start TEXT TO READ

* Re: A question about FAILOVER event in RoCE LAG
[not found] <26b0d23202814f60b994ce123830353d@hisilicon.com>
@ 2023-02-26 12:53 ` Leon Romanovsky
2023-02-26 13:57 ` Mark Bloch
0 siblings, 1 reply; 4+ messages in thread
From: Leon Romanovsky @ 2023-02-26 12:53 UTC (permalink / raw)
To: huangjunxian (C), Mark Bloch
Cc: jgg@nvidia.com, linux-rdma@vger.kernel.org, Linuxarm
+Mark
On Fri, Feb 24, 2023 at 11:14:47AM +0000, huangjunxian (C) wrote:
> Hi folks!
>
> We've been working on LAG in hns RoCE driver, and we notice that when a FAILOVER event
> occurs in active-backup mode, all GIDs of the RDMA bond device are deleted and new GIDs
> are added, triggered by the event handler listed below.
>
> So, when a FAILOVER event occurs on a RDMA bond device with running traffic, does it make
> sense that the traffic is terminated since its GIDs are deleted?
>
> The FAILOVER event handler mentioned above:
> static int netdevice_event(struct notifier_block *this, unsigned long event, void *ptr)
> {
> ......
> static const struct netdev_event_work_cmd bonding_event_ips_del_cmd = {
> .cb = del_netdev_upper_ips, .filter = upper_device_filter};
> ......
> switch (event) {
> ......
> case NETDEV_BONDING_FAILOVER:
> cmds[0] = bonding_event_ips_del_cmd;
> /* Add default GIDs of the bond device */
> cmds[1] = bonding_default_add_cmd;
> /* Add IP based GIDs of the bond device */
> cmds[2] = add_cmd_upper_ips;
> break;
> ......
> }
> ......
> }
>
> Thanks,
> Junxian
^ permalink raw reply [flat|nested] 4+ messages in thread
* Re: A question about FAILOVER event in RoCE LAG
2023-02-26 12:53 ` A question about FAILOVER event in RoCE LAG Leon Romanovsky
@ 2023-02-26 13:57 ` Mark Bloch
2023-03-03 2:36 ` Junxian Huang
0 siblings, 1 reply; 4+ messages in thread
From: Mark Bloch @ 2023-02-26 13:57 UTC (permalink / raw)
To: Leon Romanovsky, huangjunxian (C), Mark Bloch
Cc: jgg@nvidia.com, linux-rdma@vger.kernel.org, Linuxarm
On 26/02/2023 14:53, Leon Romanovsky wrote:
> +Mark
>
> On Fri, Feb 24, 2023 at 11:14:47AM +0000, huangjunxian (C) wrote:
>> Hi folks!
>>
>> We've been working on LAG in hns RoCE driver, and we notice that when a FAILOVER event
>> occurs in active-backup mode, all GIDs of the RDMA bond device are deleted and new GIDs
>> are added, triggered by the event handler listed below.
>>
>> So, when a FAILOVER event occurs on a RDMA bond device with running traffic, does it make
>> sense that the traffic is terminated since its GIDs are deleted?

end TEXT TO READ
start DATA SEGMENT

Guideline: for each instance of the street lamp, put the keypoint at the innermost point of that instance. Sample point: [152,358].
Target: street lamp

end DATA SEGMENT

▸ **THE REQUEST**
In the mailing-list thread, list each command that the quoted FAILOVER event handler places in the cmds array under case NETDEV_BONDING_FAILOVER, along with its index.

▸ **WORKED ANSWER**
- cmds[0]: bonding_event_ips_del_cmd
- cmds[1]: bonding_default_add_cmd (adds default GIDs of the bond device)
- cmds[2]: add_cmd_upper_ips (adds IP based GIDs of the bond device)